■ Data items:
-- -- --

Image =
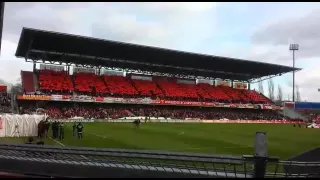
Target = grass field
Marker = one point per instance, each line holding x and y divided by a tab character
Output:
284	141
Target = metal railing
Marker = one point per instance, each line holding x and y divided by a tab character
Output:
53	161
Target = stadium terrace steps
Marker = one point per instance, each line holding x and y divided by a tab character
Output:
291	113
28	83
91	83
36	82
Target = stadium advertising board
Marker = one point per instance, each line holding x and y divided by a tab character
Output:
82	98
34	97
253	121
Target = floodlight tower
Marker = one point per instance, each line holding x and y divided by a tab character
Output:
293	48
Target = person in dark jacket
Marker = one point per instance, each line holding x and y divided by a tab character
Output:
80	130
54	129
74	128
47	127
61	131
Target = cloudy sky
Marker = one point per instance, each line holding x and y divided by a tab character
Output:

-- -- --

■ Instructions for the task:
Repeat, without change, each line of the data above from the one that contains "Target = floodlight tower" through the final line, counting both.

■ Solution:
Target = floodlight tower
Marker = one point per instance, each line holding x and y divided by a tab character
Output:
293	48
Target = person in dark jacket
Marker = one point per instance, each line holding x and y divided by a tab character
Output:
80	130
54	129
74	128
47	127
61	131
Target = cloudy sky
Marker = one point per instance, each line holding x and y divided by a tab character
Output:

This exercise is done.